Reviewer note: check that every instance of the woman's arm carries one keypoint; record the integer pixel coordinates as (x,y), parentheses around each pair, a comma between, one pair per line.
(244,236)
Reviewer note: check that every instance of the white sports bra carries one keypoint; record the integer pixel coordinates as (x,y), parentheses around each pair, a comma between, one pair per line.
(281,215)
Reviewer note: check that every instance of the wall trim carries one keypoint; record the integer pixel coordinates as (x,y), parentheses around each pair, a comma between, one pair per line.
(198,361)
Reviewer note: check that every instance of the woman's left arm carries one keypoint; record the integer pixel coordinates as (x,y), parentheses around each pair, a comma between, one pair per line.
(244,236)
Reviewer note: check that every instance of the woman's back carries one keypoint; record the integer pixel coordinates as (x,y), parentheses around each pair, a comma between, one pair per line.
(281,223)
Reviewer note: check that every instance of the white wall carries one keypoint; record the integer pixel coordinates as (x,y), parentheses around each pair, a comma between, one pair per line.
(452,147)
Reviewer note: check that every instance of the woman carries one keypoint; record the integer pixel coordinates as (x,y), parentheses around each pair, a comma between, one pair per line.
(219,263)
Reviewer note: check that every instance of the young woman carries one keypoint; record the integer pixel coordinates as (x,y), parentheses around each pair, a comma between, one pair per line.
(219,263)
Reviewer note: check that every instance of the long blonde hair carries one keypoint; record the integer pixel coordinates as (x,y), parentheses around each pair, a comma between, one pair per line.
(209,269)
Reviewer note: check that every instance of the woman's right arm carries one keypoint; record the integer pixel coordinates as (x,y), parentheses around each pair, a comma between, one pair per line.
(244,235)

━━━━━━━━━━

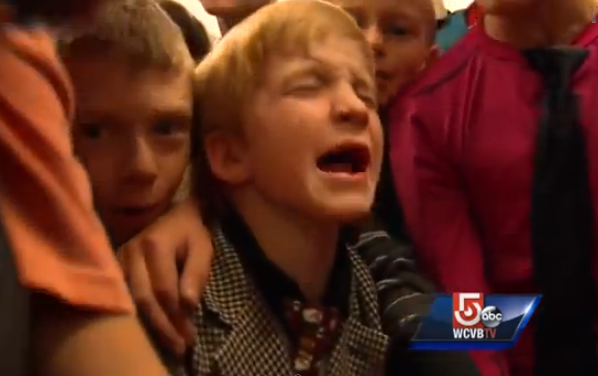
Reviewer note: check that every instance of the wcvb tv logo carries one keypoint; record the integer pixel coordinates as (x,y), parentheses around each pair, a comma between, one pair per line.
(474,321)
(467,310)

━━━━━━━━━━

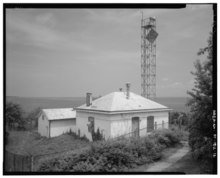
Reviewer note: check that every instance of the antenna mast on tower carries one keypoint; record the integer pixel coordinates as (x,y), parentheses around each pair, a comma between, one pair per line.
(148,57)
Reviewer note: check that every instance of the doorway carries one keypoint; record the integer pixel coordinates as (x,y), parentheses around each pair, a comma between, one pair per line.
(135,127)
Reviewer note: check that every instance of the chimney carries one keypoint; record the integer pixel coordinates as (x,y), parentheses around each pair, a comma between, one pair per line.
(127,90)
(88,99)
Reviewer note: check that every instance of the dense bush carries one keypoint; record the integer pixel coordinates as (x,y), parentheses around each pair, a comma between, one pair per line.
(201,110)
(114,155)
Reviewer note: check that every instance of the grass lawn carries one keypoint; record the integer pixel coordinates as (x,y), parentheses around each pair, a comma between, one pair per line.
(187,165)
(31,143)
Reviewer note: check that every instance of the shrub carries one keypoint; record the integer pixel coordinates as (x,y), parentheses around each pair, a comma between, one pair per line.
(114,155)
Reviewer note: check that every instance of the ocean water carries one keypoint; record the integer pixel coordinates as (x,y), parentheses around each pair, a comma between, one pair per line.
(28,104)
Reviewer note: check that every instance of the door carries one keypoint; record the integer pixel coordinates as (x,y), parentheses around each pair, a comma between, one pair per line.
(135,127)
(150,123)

━━━━━━━━━━

> **THE REQUEST**: Locate each line in the items above that contains the word "white", treating uppercase and lowercase as different, and copy those lines.

> **RESPONSE TO THIS EXERCISE**:
Reviewer note: check that every instance of the white sports bra carries one keypoint; record the integer pixel coordinates as (x,y), parentheses around each pair, a comma between, one pair per line.
Reviewer note: check that every instance of the white wall carries one keypoint; record the integer pixel coordinates as (x,y), parentheses around each pair, a comma between, one pair per line.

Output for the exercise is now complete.